Text under study below:

Things Every Caregiver Needs to Consider

by Adrienne Glusman, Family Caregiver
Did Caregiving creep up on you?  You start with small chores - helping with some cleaning around the home, running errands and ensuring doctors appointments and follow ups are made.  You then find yourself in the throes of being involved in the day-to-day, that mom’s memory isn’t quite where it used to be or dad can’t get around the house as easily, and then it hits you - you’ve now committed to taking care of someone else.  

Sometimes an individual’s caregiving journey is a natural progression as their loved one ages, and other times it is triggered by a major health event - a heart attack, stroke, fall, or in my case, a disease diagnosis.   I didn’t realize what life was about to present for me once mom told me she had Parkinson’s Disease. As a degenerative neurological disease, changes happened slowly at first but then quickly progressed. I had entered into a totally new phase of life as caregiving had become my new normal.  It’s like an entry level position in a new career field - so many questions, things to learn and responsibilities to take on but without the training and mentorship; because if you don’t identify as a “caregiver” you won’t look for resources to help you navigate your new role.

End of Text under study.
The data below:

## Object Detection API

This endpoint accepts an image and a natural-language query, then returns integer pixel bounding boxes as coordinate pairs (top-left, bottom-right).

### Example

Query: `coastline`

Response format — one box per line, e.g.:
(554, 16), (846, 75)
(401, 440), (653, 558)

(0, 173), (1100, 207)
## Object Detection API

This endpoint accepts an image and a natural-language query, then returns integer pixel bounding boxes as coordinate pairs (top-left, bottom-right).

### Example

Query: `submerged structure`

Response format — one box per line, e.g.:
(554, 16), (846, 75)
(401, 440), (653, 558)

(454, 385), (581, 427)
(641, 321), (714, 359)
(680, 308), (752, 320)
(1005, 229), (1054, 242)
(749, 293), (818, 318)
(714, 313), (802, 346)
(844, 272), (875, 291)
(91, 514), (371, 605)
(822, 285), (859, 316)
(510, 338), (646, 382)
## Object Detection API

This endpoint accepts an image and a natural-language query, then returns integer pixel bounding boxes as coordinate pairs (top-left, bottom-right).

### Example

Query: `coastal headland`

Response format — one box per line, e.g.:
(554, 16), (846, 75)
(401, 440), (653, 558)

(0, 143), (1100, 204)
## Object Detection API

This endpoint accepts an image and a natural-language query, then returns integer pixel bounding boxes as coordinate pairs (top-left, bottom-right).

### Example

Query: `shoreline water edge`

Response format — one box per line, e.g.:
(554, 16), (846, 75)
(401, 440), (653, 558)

End of The data.

#### [Apply what you read]
1. In the caregiving article, rewrite the part that opens with the words containing "by Adrienne Glusman, Family" and closes with "of someone else.", replacing "errands" with "shopping trips".
2. Summarize the caregiving article in two sentences.

#### [Activity answers]
1.
by Adrienne Glusman, Family Caregiver
Did Caregiving creep up on you?  You start with small chores - helping with some cleaning around the home, running shopping trips and ensuring doctors appointments and follow ups are made.  You then find yourself in the throes of being involved in the day-to-day, that mom’s memory isn’t quite where it used to be or dad can’t get around the house as easily, and then it hits you - you’ve now committed to taking care of someone else.

2. Caregiving can creep up gradually, beginning with small chores and growing until the caregiver realizes they have committed to taking care of someone else, or it can be triggered by a major health event such as a heart attack, stroke, fall, or disease diagnosis. For the writer, it began when mom revealed she had Parkinson's Disease, and caregiving became a new normal that resembled an entry-level position without training or mentorship, since people who don't identify as caregivers won't look for resources to help them.